» WHAT THE TASK ASKS
Reproduce the records precisely. Every line should be included.

» ENTRIES PROVIDED
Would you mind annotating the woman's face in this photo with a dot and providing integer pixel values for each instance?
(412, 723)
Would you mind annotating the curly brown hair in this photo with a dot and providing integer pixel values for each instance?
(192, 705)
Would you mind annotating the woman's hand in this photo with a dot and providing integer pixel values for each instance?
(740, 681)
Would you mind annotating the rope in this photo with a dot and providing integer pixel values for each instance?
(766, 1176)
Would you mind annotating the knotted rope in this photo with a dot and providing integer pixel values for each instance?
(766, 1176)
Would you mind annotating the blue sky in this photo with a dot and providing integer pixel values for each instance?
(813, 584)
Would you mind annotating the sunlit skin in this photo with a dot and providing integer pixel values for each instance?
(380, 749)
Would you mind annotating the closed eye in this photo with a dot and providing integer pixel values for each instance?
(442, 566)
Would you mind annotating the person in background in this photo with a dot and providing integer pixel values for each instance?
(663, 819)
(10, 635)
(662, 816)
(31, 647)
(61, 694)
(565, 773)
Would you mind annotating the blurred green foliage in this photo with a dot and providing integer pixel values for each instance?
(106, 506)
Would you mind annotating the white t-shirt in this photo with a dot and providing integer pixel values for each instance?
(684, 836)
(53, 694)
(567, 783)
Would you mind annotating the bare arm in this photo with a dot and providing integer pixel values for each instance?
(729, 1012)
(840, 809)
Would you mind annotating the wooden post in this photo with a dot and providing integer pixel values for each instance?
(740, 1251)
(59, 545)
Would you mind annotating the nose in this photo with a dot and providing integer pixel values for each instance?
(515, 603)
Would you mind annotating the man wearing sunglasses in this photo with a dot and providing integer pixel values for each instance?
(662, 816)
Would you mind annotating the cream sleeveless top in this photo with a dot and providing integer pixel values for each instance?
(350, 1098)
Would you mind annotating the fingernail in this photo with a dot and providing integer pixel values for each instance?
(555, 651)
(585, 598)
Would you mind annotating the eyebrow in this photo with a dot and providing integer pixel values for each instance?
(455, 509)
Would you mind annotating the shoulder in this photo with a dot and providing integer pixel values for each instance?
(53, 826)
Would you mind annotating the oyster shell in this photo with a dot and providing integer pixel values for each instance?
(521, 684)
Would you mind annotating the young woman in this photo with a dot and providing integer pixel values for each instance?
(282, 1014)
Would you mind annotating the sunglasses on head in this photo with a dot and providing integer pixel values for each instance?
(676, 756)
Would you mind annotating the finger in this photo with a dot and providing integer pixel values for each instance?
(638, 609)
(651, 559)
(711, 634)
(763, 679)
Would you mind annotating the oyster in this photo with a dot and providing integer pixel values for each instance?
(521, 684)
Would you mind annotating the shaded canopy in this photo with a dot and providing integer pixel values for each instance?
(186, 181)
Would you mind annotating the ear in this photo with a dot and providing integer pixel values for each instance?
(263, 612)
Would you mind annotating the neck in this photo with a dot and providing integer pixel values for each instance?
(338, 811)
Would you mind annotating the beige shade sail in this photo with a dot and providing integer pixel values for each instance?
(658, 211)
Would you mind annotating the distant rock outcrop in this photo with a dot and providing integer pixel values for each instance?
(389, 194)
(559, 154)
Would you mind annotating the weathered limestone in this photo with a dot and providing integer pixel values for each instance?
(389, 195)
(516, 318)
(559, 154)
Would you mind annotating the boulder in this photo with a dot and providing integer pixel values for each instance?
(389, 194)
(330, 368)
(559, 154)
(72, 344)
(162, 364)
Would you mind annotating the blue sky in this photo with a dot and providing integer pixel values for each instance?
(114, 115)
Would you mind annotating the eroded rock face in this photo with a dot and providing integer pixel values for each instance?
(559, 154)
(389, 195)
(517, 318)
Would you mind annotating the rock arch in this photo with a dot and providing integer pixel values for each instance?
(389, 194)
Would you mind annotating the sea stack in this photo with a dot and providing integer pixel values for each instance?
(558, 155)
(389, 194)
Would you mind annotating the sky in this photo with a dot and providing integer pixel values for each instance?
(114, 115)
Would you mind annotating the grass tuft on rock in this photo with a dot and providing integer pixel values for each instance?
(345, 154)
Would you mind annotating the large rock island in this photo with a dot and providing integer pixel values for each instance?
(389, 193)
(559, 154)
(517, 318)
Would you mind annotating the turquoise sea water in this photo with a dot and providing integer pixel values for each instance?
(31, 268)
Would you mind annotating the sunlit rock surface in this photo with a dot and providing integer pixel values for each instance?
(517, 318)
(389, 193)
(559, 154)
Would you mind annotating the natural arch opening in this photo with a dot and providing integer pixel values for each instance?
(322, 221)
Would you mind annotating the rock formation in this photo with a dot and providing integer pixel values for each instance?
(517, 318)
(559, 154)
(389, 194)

» OUTPUT FOR THIS TASK
Would you mind annotating the woman's face in this photo with a dot and providing integer pixel values for each instance?
(412, 723)
Would you mind annotating the curly brown hair in this photo with a dot and providing integer pixel values for each instance?
(192, 705)
Would you mind annotating the woman's hand in this photo with a dot and providing integer pixel values for each instance?
(740, 681)
Would you mind annotating the rope in this photo with a dot and providing integer pixel values for each instance?
(766, 1176)
Would you mind annotating the knotted rope in this photo with a dot and providing integer pixel values for each instance?
(766, 1176)
Would you mind annotating the blue sky in this photo with a dot and providing integer pixel values for each instance?
(813, 584)
Would you mind annotating the sunlit skin in this photo with a dot and providing integer pixel values for each instance?
(380, 749)
Would you mind annotating the closed eye in this photo with a dot and providing integer pixel values for each instance?
(442, 566)
Would you mind annotating the person in background in this photo with a dot and providing integer pixel values for each instance?
(663, 819)
(10, 635)
(662, 816)
(31, 647)
(61, 694)
(565, 773)
Would you mind annotating the blurred green foliage in this photo with a dot and providing integer pixel values for each instance?
(106, 506)
Would you mind annotating the white t-shirt in this photo with a dot and providing integer pixel values for each instance?
(684, 836)
(53, 694)
(567, 783)
Would you mind annotating the bare arm in this photo with a dot and providing integer pixel values for each instance?
(729, 1012)
(840, 809)
Would you mind annotating the wooden post in this photo with a dot and providing integer pixel values for each instance?
(740, 1251)
(59, 545)
Would you mind annotating the nose in this photo with a dot and providing integer pixel values for each instance?
(515, 603)
Would you mind annotating the man wearing sunglasses in this photo with a dot and providing integer pixel values for each instance?
(662, 816)
Would you mind annotating the cream sleeveless top in this photo with a dot and providing integer pixel values for each instance?
(350, 1098)
Would you mind annotating the fingernail in this photo with a dot and providing integer pixel values for each instance?
(555, 651)
(585, 598)
Would you mind annotating the eyebrow in this photo with a dot and providing integer pixel values for each instance?
(455, 509)
Would you mind annotating the shoulder in this photo with a dot and providing integer pixel values for each instance?
(53, 826)
Would you mind annotating the oyster shell in this photo with a dot and providing integer pixel values for each instance?
(521, 684)
Would you mind annotating the young woman in this photo with a dot and providing integer pixel values for each instance?
(282, 1014)
Would you mind annotating the sunglasses on head in this photo with a dot and providing integer pixel values for each instance?
(676, 756)
Would you mind annotating the finger in this photo with a dot and providing integer pixel values for each instance?
(638, 609)
(651, 559)
(711, 634)
(763, 679)
Would you mind annotating the oyster in this photo with a dot and providing integer pixel values for each instance?
(521, 684)
Would you mind annotating the shaded canopy in this photo with a dot and providing integer pixel values for each instance?
(186, 181)
Would you mind annotating the ear in this photo with a dot and providing integer pixel values for each instance?
(263, 612)
Would you mind annotating the neck in this photo with a dot and providing integer pixel values for each instance?
(338, 811)
Would you mind annotating the beige shade sail in this photo with a dot and providing integer pixel values for each instance?
(658, 211)
Would you mind annotating the distant rock outcrop in this photo with a dot and providing integer pixel values for each instance?
(389, 194)
(559, 154)
Would you mind annotating the weathered limestone in this photo with a dot and providing integer pixel values for each instance?
(389, 195)
(516, 318)
(559, 154)
Would you mind annotating the boulder in this photo with a dot and providing integer pixel values for each instance?
(389, 194)
(330, 368)
(559, 154)
(72, 344)
(162, 364)
Would you mind annotating the blue sky in this photo with a dot and providing integer pixel values for each instance?
(114, 115)
Would you mind annotating the eroded rock face in this photo with a dot and providing integer pixel values for each instance?
(559, 154)
(389, 195)
(517, 318)
Would you mind annotating the rock arch in this photo with a dot and providing integer pixel values for each instance?
(389, 194)
Would you mind annotating the sea stack in this photo with a dot and providing integer pixel values for each instance?
(558, 155)
(389, 194)
Would you mind annotating the sky in this photo with a dot and providing integer pixel values for each instance?
(114, 115)
Would you mind annotating the grass tuft on rock in this photo with a dot and providing integer pixel values for each instance?
(345, 154)
Would you mind annotating the large rock island in this photo with a dot and providing integer pixel values for each instance?
(389, 193)
(559, 154)
(517, 318)
Would you mind annotating the turquoise sea water in this photo with a dot and providing integer pixel values for each instance?
(31, 268)
Would you mind annotating the sunlit rock surface in this photo with a dot and providing integer pixel values for each instance?
(517, 318)
(389, 193)
(559, 154)
Would you mind annotating the natural arch opening in this photo with a dot and providing integer pixel values for each instance?
(322, 221)
Would you mind annotating the rock formation in this photo with a dot and providing integer pixel values for each instance?
(517, 318)
(559, 154)
(389, 194)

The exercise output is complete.